* _WHAT IS BEING ASKED_
Without changing a word, repeat the data, and include no pictures.
[SUPPLIED MATERIAL Boundary: Start]
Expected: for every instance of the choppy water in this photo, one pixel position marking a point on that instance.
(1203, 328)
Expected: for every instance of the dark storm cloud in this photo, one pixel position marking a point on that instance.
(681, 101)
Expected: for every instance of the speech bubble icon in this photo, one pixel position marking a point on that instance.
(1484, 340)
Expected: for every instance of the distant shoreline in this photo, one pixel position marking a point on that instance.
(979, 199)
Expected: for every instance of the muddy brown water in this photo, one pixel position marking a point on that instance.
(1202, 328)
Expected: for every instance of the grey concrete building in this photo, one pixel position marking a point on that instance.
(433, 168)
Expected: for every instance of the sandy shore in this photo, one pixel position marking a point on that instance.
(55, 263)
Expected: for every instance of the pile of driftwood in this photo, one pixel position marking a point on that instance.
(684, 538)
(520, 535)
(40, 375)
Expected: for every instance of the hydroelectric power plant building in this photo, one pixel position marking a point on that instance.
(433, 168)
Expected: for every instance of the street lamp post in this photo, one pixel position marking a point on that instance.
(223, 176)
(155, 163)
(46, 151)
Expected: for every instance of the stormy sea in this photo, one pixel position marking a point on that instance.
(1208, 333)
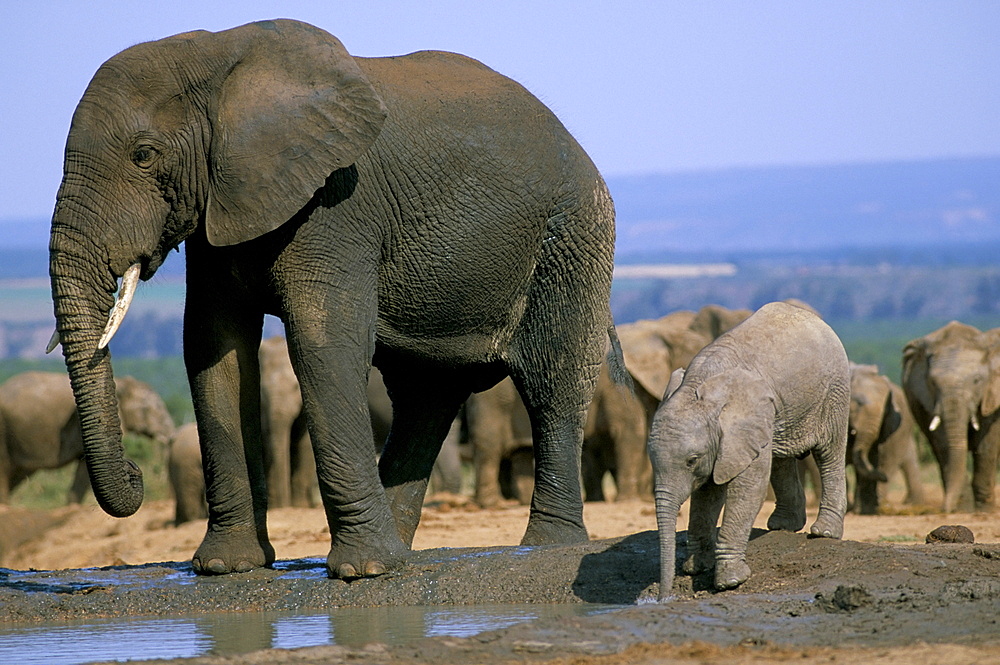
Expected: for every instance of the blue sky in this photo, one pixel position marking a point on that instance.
(645, 86)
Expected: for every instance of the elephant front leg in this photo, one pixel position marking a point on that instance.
(220, 351)
(706, 504)
(789, 497)
(744, 498)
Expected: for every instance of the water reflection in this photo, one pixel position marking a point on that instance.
(74, 643)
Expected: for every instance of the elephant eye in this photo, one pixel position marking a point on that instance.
(143, 156)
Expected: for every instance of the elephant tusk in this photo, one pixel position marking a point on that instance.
(53, 342)
(125, 293)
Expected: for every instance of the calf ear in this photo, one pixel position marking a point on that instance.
(746, 428)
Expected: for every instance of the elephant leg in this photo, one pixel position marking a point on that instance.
(833, 479)
(81, 484)
(423, 413)
(984, 471)
(744, 499)
(302, 466)
(558, 415)
(789, 496)
(706, 505)
(221, 341)
(447, 473)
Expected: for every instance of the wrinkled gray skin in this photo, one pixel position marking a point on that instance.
(41, 429)
(772, 389)
(500, 430)
(880, 440)
(288, 455)
(951, 378)
(186, 477)
(422, 213)
(618, 420)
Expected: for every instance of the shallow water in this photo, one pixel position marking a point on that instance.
(74, 643)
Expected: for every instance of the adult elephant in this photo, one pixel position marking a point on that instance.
(618, 421)
(951, 378)
(288, 455)
(185, 475)
(880, 440)
(41, 430)
(422, 213)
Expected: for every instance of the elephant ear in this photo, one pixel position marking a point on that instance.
(293, 108)
(746, 424)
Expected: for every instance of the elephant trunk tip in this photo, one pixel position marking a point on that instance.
(127, 501)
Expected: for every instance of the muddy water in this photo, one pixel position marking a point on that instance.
(73, 643)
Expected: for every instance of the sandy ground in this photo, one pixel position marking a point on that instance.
(897, 578)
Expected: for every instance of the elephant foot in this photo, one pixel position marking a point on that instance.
(549, 530)
(731, 573)
(232, 551)
(827, 526)
(786, 520)
(354, 555)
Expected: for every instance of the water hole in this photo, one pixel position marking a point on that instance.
(145, 638)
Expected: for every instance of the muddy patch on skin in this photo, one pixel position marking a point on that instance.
(804, 593)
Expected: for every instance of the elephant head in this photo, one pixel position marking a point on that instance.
(874, 416)
(707, 431)
(225, 134)
(951, 378)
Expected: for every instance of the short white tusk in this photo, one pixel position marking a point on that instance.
(129, 281)
(53, 342)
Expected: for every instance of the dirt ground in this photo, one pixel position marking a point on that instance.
(880, 595)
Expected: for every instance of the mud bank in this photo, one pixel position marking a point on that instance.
(804, 593)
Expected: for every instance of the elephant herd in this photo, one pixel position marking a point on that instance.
(949, 375)
(425, 222)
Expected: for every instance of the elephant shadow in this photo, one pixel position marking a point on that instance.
(629, 570)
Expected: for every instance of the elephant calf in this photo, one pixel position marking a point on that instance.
(772, 389)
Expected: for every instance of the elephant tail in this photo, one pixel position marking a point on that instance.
(616, 361)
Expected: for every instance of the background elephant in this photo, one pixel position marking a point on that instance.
(41, 429)
(618, 421)
(186, 477)
(288, 456)
(951, 378)
(499, 432)
(353, 198)
(768, 391)
(880, 440)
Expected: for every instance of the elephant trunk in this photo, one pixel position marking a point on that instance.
(83, 294)
(668, 504)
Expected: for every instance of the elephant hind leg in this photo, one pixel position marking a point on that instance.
(789, 496)
(425, 403)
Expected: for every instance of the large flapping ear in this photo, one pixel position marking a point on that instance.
(294, 108)
(746, 425)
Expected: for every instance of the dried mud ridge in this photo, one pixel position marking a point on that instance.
(804, 592)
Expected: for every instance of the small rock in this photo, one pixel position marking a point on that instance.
(952, 533)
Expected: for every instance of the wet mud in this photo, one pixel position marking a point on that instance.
(804, 592)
[SUPPLIED MATERIAL Boundary: End]
* _EXERCISE RESPONSE_
Expected: for every instance of the choppy water in this photo, one pixel position marking a point on that instance.
(1203, 328)
Expected: for every instance of the dark storm cloud in this photo, one pixel position marking a point on that instance.
(681, 101)
Expected: for every instance of the speech bubble icon in this photo, one pixel position marking a point on that instance.
(1484, 340)
Expected: for every instance of the distant shoreline in this photo, one pixel position marking a point on that instance.
(979, 199)
Expected: for every instance of the muddy brown water in this photo, one pixel position marking a point on that instance.
(1202, 328)
Expected: for every instance of the grey concrete building in this photo, one pixel position marking a point on that instance.
(433, 168)
Expected: for every instance of the sandy shore in this photo, one pixel position marking a point on that instance.
(55, 263)
Expected: for every instance of the pile of driftwood in this photo, one pixel position marking a point on that instance.
(684, 538)
(520, 535)
(40, 375)
Expected: for every instance of the hydroelectric power plant building in this photo, one pixel position marking a point on that instance.
(433, 168)
Expected: for every instance of the street lamp post in this photo, one pixel position marking a point on that instance.
(223, 176)
(155, 163)
(46, 151)
Expected: for every instance of the stormy sea in this photo, one pixel position marking a point on that instance.
(1208, 333)
Expected: for every instance of the blue sky in this photo, one pixel position marking a point on that instance.
(645, 86)
Expected: for every instance of the elephant front leg in this photo, one pixel position marking a point on that instance.
(220, 351)
(706, 504)
(789, 497)
(744, 498)
Expected: for every instance of the water reflection in this photo, one pixel position marking a point on that instance.
(74, 643)
Expected: for every instance of the elephant eye in this photo, one pixel position marking a point on that instance.
(143, 156)
Expected: for every instance of the elephant tusk in this photo, one pixel position marking a point on that instance.
(53, 342)
(125, 293)
Expected: for every instance of the calf ear in this photo, one pixel position marking a point on that instance.
(746, 428)
Expected: for every instance of the elephant leg in this photo, one pixel position marking a point on that instance.
(833, 479)
(81, 484)
(423, 413)
(984, 471)
(744, 499)
(302, 466)
(558, 415)
(789, 496)
(706, 505)
(221, 341)
(447, 473)
Expected: for every instance of the wrinkled gray skin in this photo, one pixel position marking a point on that instance.
(41, 429)
(772, 389)
(500, 430)
(880, 440)
(288, 455)
(951, 378)
(186, 477)
(422, 213)
(618, 420)
Expected: for every instance of the shallow water in this photo, one pixel position marking a point on that instance.
(74, 643)
Expected: for every instance of the adult elephant in this photo, one pixel position marking a point on that instance.
(618, 421)
(951, 378)
(288, 455)
(185, 475)
(880, 440)
(41, 430)
(422, 213)
Expected: for every instance of the elephant ear in this photo, one pixel position marking a point on that instance.
(293, 108)
(746, 424)
Expected: for every instance of the elephant trunk tip in this photo, one pixel position marking a point on that instance.
(127, 501)
Expected: for every instance of the muddy water in this photo, one pixel position marking a point on that instance.
(73, 643)
Expected: for every instance of the sandy ground in this photo, one pixel position marking a point on that instance.
(897, 578)
Expected: for every instance of the elephant foot in this photo, one pixel position marking a point on that instance.
(549, 530)
(731, 573)
(232, 551)
(827, 526)
(786, 520)
(354, 555)
Expected: for every instance of the water hole in this photo, one pixel position marking a point on that instance.
(145, 638)
Expected: for every instance of the muddy patch on skin in this photo, one pixel position marking a point on that instance.
(804, 593)
Expected: for every instance of the elephant head in this photo, one pixel position marking a point on that instance.
(874, 416)
(707, 431)
(225, 134)
(951, 378)
Expected: for every instance of the short white tusk in this photo, one pixel position marking a point on that instance.
(129, 281)
(53, 342)
Expected: for every instance of the dirt ground in this photo, one pixel position marking a point on that instance.
(880, 595)
Expected: for every instance of the mud bank in this photo, one pixel position marking a point on that instance.
(804, 593)
Expected: for every instance of the elephant herd in this photo, one pixel position marking a point on that instance.
(949, 375)
(425, 222)
Expected: for every instance of the elephant shadow in this photo, one pixel position marking a point on that instance.
(629, 570)
Expected: for every instance of the elephant calf in this photo, one pixel position marking a point on that instance.
(772, 389)
Expected: for every instance of the elephant tail in this photo, one pixel position marking a point on that instance.
(616, 361)
Expected: for every instance of the background elephant in this photo, one pixel position marking a point on that instance.
(41, 429)
(618, 421)
(186, 477)
(288, 456)
(951, 378)
(499, 432)
(353, 198)
(768, 391)
(880, 440)
Expected: for every instance of the elephant trunk in this photo, one pixel position marking a point on that instance.
(83, 294)
(668, 504)
Expected: for every instance of the elephant hind leg in this photo, one pixel position marking a point on that instance.
(789, 496)
(425, 403)
Expected: for every instance of the large flapping ear in this photo, one pixel position marking a point on that instance.
(294, 108)
(746, 425)
Expected: for every instance of the dried mud ridge in this photo, one pixel position marking a point on that instance.
(804, 592)
Expected: for every instance of the small rock in this photo, one pixel position marking a point on that instance.
(952, 533)
Expected: for every instance of the wet mud in this photo, one pixel position marking a point on that instance.
(804, 592)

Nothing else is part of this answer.